### SET PROBLEM 1
In the home EV charging text, rewrite everything from "After getting your" down to "reach both cars.", changing "vehicles" to "cars".
### SET PROBLEM 2
According to the home EV charging text, how long is each charging cable on the HCS-D40?
### SET PROBLEM 3
List every geographic place named in the home EV charging text.

### DOCUMENT SEGMENT
----

On my strolls in the East Bay, across from San Francisco, I see several EVs on every block. With my neighbors sheltering in place, I am also discovering a lot of driveways with two green vehicles. I never would have expected some of the combinations – or all the different ways to set up home charging for two EVs.
Norway might have the world’s highest percentage of EVs, but my neighborhood isn’t far off.
Whenever I hear bogus arguments about how the mass adoption of electric cars is going to bring down the entire US electric grid, I point to my neighborhood. When you add these duo-EV houses to all the single EVs, some blocks have 10 to 20 plug-in cars. But what do you know? The grid, and even our local transformers, keep chugging along.
Charging Two at a Time
The big question is how individual homes manage to charge two EVs. I suspect that most folks use a single Level 2, 240-volt charger and take turns.
After getting your second EV, your first instinct might be to install a second 240-volt charging station. That’s an option, but it takes up more space and essentially doubles the cost.
A likely better choice is the Clipper Creek HCS-D40 Dual-Charging Station. The HCS-D40 is a 32-amp, Level 2 hard-wired station that can charge two vehicles simultaneously on one circuit. The HCS-D40 automatically splits power between two vehicles, with up to 16 amps of electricity each when both are charging – and up to 32 amps when one vehicle is charging. It’s equipped with two 25-foot charging cables so most owners should be able to reach both cars.
The HCS-D40 cost $1,369, so it’s significantly more expensive than a single-cable station. Perhaps you could sell your first charging station to recoup some cost. Ideally, the dual-charging HCS-D40 would be the first one that got installed. But who thinks that far ahead?
It’s common now for new EVs to come with 240-volt portable cables. Another option is installing two outlets, commonly a NEMA 14-50, while ensuring that you have sufficient amperage to use two at the same time. Then plug in one or both of the portable charges as needed. A consultation with an electrician would be smart. I personally have a hard-wired Level 2 station in my carport, with a separate Level 2-suitable outlet for a second car to use a portable charging device.
A better alternative, although still expensive, would be a pair of JuiceBox Pro 32 units. A pair of these stations, which are $599 each, can manage loads on a single circuit.

----

### DATA EXTRACT
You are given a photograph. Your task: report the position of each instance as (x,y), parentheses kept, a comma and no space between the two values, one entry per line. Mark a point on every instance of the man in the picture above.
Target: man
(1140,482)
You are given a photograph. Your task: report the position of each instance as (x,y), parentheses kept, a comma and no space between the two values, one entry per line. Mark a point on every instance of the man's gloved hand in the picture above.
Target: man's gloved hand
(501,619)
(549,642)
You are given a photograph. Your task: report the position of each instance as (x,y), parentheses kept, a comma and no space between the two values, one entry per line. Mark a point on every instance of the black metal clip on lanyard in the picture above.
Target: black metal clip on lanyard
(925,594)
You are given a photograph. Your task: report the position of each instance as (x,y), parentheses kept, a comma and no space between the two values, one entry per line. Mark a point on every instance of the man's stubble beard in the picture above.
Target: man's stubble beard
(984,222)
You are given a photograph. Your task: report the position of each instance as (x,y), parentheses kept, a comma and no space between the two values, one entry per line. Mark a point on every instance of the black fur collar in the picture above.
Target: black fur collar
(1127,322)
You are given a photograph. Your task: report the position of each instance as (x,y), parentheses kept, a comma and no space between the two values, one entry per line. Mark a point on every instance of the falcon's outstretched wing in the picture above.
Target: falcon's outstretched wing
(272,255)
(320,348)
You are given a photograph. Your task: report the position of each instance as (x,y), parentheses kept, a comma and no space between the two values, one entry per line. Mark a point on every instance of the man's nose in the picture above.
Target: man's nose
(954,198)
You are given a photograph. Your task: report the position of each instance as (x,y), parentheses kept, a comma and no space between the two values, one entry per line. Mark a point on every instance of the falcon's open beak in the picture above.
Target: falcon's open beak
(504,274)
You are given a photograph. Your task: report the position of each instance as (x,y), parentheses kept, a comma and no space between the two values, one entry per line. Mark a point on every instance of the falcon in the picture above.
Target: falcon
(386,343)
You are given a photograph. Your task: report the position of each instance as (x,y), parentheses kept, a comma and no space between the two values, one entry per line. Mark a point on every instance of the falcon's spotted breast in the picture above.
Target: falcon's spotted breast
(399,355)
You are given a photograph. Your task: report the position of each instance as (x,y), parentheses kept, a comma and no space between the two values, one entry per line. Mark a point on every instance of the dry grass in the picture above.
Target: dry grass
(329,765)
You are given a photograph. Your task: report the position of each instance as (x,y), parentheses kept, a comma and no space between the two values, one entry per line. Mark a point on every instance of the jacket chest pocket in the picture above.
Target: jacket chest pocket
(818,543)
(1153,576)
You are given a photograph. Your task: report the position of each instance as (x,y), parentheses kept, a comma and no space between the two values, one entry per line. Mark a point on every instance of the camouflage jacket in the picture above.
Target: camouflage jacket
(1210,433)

----

### FULL SOLUTION 1
After getting your second EV, your first instinct might be to install a second 240-volt charging station. That’s an option, but it takes up more space and essentially doubles the cost.
A likely better choice is the Clipper Creek HCS-D40 Dual-Charging Station. The HCS-D40 is a 32-amp, Level 2 hard-wired station that can charge two cars simultaneously on one circuit. The HCS-D40 automatically splits power between two cars, with up to 16 amps of electricity each when both are charging – and up to 32 amps when one vehicle is charging. It’s equipped with two 25-foot charging cables so most owners should be able to reach both cars.

### FULL SOLUTION 2
Each cable is 25 feet long.

### FULL SOLUTION 3
East Bay, San Francisco, Norway, US